**Extracted text:**
|---|

The plan's Task 1.3 example builds the request once before the
loop. That would break MiniMax tool flows because the API
would not see the tool results appended to _minimax_history
on later rounds. The fix: extend run_with_tool_loop's 2nd arg
to accept Union[OpenAICompatibleRequest, Callable[[int],
OpenAICompatibleRequest]] (backward compatible; static-request
vendors pass a single request). MiniMax now passes a closure
that rebuilds messages from history each round.
Reasoning extraction: MiniMax exposes its chain-of-thought via
response.raw_response.choices[0].message.reasoning_details[0].
get('text'). Lifted to a _extract_minimax_reasoning callback
passed as reasoning_extractor=... (the new parameter added
in the previous commit).
Trim callback: wraps _trim_minimax_history so it can be called
from run_with_tool_loop after each tool-result append.
Green confirmed: 51 vendor + tool tests pass (6 MiniMax + 5
tool_loop core + 1 tool_loop builder + 39 others); the new
test_ai_client_tool_loop_builder.py locks in the per-round
builder contract.
Tasks 1.1 (red) + 1.2 (green) of the follow-up track. Adds a single
shared tool-call loop in src/ai_client.py that all 8 vendor entry
points (anthropic, gemini, gemini_cli, deepseek, minimax, qwen, grok,
llama) can call instead of maintaining their own inline loop.
Function shape:
- 1-space indentation (project standard)

|---|

**Dataset extract:**
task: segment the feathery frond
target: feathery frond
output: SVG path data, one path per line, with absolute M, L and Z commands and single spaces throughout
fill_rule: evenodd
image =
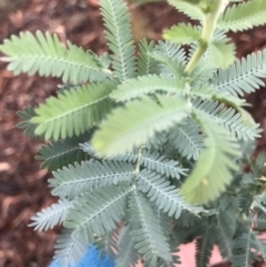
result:
M 68 41 L 64 48 L 58 35 L 31 32 L 12 35 L 0 45 L 0 51 L 8 55 L 8 69 L 16 74 L 27 72 L 30 75 L 62 78 L 63 82 L 102 81 L 110 74 L 94 59 L 93 54 Z
M 266 50 L 248 54 L 227 70 L 219 70 L 214 76 L 215 90 L 226 91 L 232 95 L 252 93 L 264 86 L 263 79 L 266 78 Z
M 31 217 L 33 220 L 29 226 L 33 226 L 34 230 L 52 229 L 55 225 L 62 224 L 68 215 L 72 203 L 68 199 L 59 199 L 58 203 L 52 204 L 50 207 L 43 208 Z
M 130 234 L 135 243 L 135 249 L 143 255 L 143 260 L 151 266 L 156 266 L 158 258 L 171 261 L 171 249 L 166 237 L 156 223 L 156 217 L 146 198 L 137 191 L 133 191 L 129 205 L 130 222 L 137 225 L 137 228 Z
M 101 250 L 100 258 L 103 258 L 105 255 L 109 256 L 110 259 L 114 260 L 117 254 L 117 240 L 119 234 L 116 230 L 112 230 L 108 233 L 105 236 L 98 237 L 93 243 L 96 250 Z
M 84 193 L 69 210 L 64 227 L 73 229 L 74 238 L 93 244 L 95 235 L 104 236 L 121 223 L 131 192 L 129 183 L 120 183 Z
M 155 202 L 158 209 L 167 213 L 168 216 L 178 218 L 184 209 L 194 214 L 203 210 L 201 207 L 193 207 L 186 204 L 176 187 L 161 175 L 143 170 L 136 179 L 137 188 L 147 194 L 150 201 Z
M 143 75 L 120 84 L 110 96 L 117 102 L 123 102 L 156 92 L 185 94 L 185 81 L 154 74 Z
M 80 239 L 72 236 L 70 229 L 63 228 L 55 246 L 54 258 L 58 265 L 63 265 L 63 267 L 75 267 L 86 254 L 88 246 L 83 244 Z
M 144 150 L 141 158 L 141 164 L 147 170 L 155 171 L 166 177 L 181 178 L 181 175 L 186 175 L 186 168 L 180 166 L 180 163 L 174 160 L 168 160 L 160 155 L 157 151 Z
M 184 120 L 180 126 L 173 127 L 168 137 L 178 153 L 187 160 L 196 161 L 205 147 L 204 134 L 192 117 Z
M 195 110 L 195 120 L 206 134 L 204 150 L 191 175 L 182 186 L 182 194 L 188 203 L 200 204 L 215 199 L 233 178 L 237 165 L 232 158 L 241 156 L 236 140 L 207 113 Z
M 54 178 L 49 179 L 49 183 L 51 187 L 54 187 L 53 195 L 73 199 L 82 193 L 95 191 L 104 185 L 117 184 L 123 181 L 130 182 L 133 175 L 132 164 L 92 160 L 53 172 Z
M 185 100 L 174 96 L 147 96 L 116 109 L 101 125 L 92 140 L 100 156 L 115 156 L 144 144 L 155 132 L 181 122 L 191 111 Z M 145 116 L 143 116 L 145 114 Z M 115 125 L 115 126 L 114 126 Z
M 82 162 L 86 158 L 86 153 L 81 150 L 80 143 L 85 142 L 89 136 L 90 134 L 85 133 L 79 137 L 51 142 L 41 146 L 35 158 L 43 161 L 41 168 L 47 167 L 48 171 L 55 171 L 74 162 Z
M 110 112 L 113 104 L 109 94 L 115 86 L 114 82 L 103 82 L 65 91 L 58 99 L 51 96 L 34 110 L 31 122 L 39 124 L 35 133 L 54 141 L 83 134 Z
M 259 124 L 245 122 L 244 116 L 234 109 L 226 109 L 224 104 L 213 101 L 195 100 L 194 106 L 211 115 L 211 117 L 223 125 L 238 140 L 255 140 L 260 136 Z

|---|

Continue the commit notes on the shared tool-call loop from their last line.

**Exercise response:**
- 60 lines (vs ~30 lines of inline loop body per vendor)
- Operates on src.openai_compatible.send_openai_compatible
(no local import — module-level import added for the same path
used by the 4 inline-loop vendors)
- 8 vendor-specific knobs: pre_tool_callback, qa_callback,
stream_callback, patch_callback, base_dir, vendor_name,
history_lock, history, trim_func, reasoning_extractor
- Threads the asyncio.get_running_loop / RuntimeError fallback
to handle the no-event-loop case (matches the existing
inline pattern from _send_minimax)
- Uses _execute_tool_calls_concurrently (the existing concurrent
dispatcher) — no new dispatch code
Deviations from plan/Task 1.1:
- The plan's test code patched src.tool_loop.send_openai_compatible
and the plan's Task 1.3 vendor wrapper imported 'from
src.tool_loop import run_with_tool_loop'. The plan predates the
AGENTS.md HARD RULE on src/<thing>.py files; per the follow-up
track's Naming Convention section, run_with_tool_loop lives IN
src/ai_client.py. Tests patch src.ai_client.send_openai_compatible
and the vendor wrapper imports 'from src.ai_client import
run_with_tool_loop' (next task).
- Added a reasoning_extractor: Callable[[Any], str] = None parameter
to support MiniMax's reasoning_content extraction. Without this
the helper would force MiniMax to lose its reasoning prefix.
Green confirmed: 50 vendor + tool tests pass; 4 audit scripts pass.
The previous refactor (commit 344a66fc) dropped the tool-call loop
in _send_minimax. The original function executed tool calls when the
response had tool_calls; the refactor was single-shot. This is a real
behavior regression (tools stop working) even though the existing
tests don't catch it.
Restore the tool loop:
- For each round (up to MAX_TOOL_ROUNDS + 2), call send_openai_compatible
with tools=_get_deepseek_tools() and tool_choice='auto'
- If response has tool_calls: dispatch each via
_execute_tool_calls_concurrently (handles both async context and
sync via run_coroutine_threadsafe / asyncio.run), append each
result to _minimax_history with role='tool' and tool_call_id
- If no tool_calls: return the response text (with thinking tags for
reasoning models)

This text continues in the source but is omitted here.